**TASK ITEM:** Instruction for the data below: set down exactly the lines from the line with "mark: grey cloud" to the line with "mark: low bush", inclusive, and no others.

*** Opening of TASK INPUT ***

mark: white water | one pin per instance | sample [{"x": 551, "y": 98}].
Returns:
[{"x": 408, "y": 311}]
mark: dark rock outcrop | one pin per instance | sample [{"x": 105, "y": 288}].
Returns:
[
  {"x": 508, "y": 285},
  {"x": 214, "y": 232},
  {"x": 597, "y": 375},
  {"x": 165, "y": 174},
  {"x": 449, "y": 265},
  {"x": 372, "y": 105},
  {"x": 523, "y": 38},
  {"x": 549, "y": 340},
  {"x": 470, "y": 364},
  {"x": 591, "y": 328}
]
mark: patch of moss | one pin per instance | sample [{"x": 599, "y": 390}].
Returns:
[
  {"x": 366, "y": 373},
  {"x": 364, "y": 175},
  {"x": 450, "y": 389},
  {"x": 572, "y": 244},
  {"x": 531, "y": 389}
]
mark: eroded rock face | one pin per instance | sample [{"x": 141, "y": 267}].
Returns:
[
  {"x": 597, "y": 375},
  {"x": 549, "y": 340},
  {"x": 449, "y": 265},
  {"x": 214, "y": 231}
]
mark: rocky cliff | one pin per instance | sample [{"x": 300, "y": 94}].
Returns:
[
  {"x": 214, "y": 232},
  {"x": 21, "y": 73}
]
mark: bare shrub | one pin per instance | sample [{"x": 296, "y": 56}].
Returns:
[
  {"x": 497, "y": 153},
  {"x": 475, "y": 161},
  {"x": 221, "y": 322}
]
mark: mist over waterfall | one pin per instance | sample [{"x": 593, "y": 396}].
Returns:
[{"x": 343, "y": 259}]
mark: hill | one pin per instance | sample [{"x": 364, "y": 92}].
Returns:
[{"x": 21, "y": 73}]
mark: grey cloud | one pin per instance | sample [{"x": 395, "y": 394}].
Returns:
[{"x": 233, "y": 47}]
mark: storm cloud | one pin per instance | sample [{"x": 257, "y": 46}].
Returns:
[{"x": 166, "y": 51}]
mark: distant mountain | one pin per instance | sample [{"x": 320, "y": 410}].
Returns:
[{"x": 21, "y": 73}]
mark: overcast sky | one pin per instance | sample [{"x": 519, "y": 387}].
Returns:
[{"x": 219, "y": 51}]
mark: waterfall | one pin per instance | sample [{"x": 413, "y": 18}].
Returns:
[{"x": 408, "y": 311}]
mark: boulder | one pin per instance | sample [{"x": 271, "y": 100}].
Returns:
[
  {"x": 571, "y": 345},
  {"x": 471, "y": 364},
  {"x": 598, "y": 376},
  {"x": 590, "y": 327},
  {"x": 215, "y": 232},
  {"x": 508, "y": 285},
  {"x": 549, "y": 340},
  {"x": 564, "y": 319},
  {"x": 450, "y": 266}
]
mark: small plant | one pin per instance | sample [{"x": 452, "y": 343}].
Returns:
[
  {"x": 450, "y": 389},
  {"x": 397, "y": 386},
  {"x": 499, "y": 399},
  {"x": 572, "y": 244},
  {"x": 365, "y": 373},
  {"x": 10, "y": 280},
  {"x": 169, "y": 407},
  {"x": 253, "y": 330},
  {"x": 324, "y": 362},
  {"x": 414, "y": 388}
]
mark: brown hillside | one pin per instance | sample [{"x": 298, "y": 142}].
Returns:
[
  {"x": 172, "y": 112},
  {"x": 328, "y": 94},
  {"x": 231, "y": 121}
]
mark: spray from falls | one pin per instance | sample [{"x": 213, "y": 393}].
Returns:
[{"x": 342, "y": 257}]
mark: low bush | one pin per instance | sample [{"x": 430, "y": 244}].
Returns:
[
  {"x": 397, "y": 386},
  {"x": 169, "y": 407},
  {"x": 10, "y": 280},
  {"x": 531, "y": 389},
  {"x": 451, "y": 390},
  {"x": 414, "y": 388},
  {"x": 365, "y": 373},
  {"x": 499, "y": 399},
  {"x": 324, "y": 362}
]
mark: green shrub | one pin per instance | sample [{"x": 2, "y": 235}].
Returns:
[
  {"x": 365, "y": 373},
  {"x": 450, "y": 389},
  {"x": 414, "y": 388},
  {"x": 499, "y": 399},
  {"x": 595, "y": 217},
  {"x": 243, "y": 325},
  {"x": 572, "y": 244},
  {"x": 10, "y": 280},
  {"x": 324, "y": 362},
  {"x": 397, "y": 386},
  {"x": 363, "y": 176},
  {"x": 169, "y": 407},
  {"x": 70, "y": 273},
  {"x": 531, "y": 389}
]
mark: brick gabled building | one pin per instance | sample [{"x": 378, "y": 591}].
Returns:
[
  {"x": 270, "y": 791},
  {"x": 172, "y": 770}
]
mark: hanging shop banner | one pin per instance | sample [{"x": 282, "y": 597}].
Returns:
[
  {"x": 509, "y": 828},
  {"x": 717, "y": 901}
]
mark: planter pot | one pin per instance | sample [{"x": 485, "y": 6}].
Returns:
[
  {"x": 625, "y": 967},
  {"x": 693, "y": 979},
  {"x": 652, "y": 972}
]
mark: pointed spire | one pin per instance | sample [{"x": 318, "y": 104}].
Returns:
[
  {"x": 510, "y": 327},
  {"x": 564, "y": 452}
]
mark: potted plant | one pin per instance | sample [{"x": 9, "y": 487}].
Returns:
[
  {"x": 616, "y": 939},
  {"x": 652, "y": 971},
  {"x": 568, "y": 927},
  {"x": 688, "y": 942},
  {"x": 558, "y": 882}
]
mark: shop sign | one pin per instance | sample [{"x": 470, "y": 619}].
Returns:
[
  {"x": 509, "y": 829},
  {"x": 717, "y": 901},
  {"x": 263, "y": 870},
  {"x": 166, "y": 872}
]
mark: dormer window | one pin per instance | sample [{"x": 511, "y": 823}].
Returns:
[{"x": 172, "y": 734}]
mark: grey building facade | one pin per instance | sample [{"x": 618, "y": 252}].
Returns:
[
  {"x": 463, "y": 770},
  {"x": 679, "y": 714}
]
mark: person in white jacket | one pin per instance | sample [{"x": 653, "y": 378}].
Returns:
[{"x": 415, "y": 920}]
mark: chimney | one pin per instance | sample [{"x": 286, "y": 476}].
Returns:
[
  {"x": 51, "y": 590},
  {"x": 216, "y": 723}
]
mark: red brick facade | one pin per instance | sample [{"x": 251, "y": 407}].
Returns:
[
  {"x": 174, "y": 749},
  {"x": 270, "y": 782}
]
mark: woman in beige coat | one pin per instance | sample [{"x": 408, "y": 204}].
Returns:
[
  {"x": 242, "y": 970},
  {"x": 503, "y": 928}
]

*** Close of TASK INPUT ***

**REPLY TO THE EXERCISE:**
mark: grey cloud | one pin per instance | sample [{"x": 395, "y": 394}].
Returns:
[{"x": 233, "y": 47}]
mark: storm cloud | one pin per instance | sample [{"x": 257, "y": 46}].
Returns:
[{"x": 166, "y": 51}]
mark: distant mountain | one pin per instance | sample [{"x": 320, "y": 410}].
Returns:
[{"x": 21, "y": 73}]
mark: overcast sky | one pin per instance | sample [{"x": 519, "y": 387}].
Returns:
[{"x": 219, "y": 51}]
mark: waterfall | one pin per instance | sample [{"x": 413, "y": 18}].
Returns:
[{"x": 408, "y": 311}]
mark: boulder | one pin per instance | sample [{"x": 271, "y": 100}].
Returns:
[
  {"x": 571, "y": 345},
  {"x": 471, "y": 364},
  {"x": 598, "y": 376},
  {"x": 590, "y": 327},
  {"x": 215, "y": 232},
  {"x": 508, "y": 285},
  {"x": 549, "y": 340},
  {"x": 564, "y": 319},
  {"x": 450, "y": 266}
]
mark: small plant | one pin per instance | sample [{"x": 452, "y": 343}].
Returns:
[
  {"x": 450, "y": 389},
  {"x": 397, "y": 386},
  {"x": 499, "y": 399},
  {"x": 572, "y": 244},
  {"x": 365, "y": 373},
  {"x": 10, "y": 280},
  {"x": 169, "y": 407},
  {"x": 253, "y": 330},
  {"x": 324, "y": 362},
  {"x": 414, "y": 388}
]
mark: brown hillside | one pin per instance | sample [{"x": 298, "y": 142}].
Returns:
[
  {"x": 172, "y": 112},
  {"x": 328, "y": 94},
  {"x": 231, "y": 121}
]
mark: spray from falls | one pin per instance | sample [{"x": 213, "y": 393}].
Returns:
[{"x": 342, "y": 257}]
mark: low bush | one pin per instance | sample [{"x": 430, "y": 244}].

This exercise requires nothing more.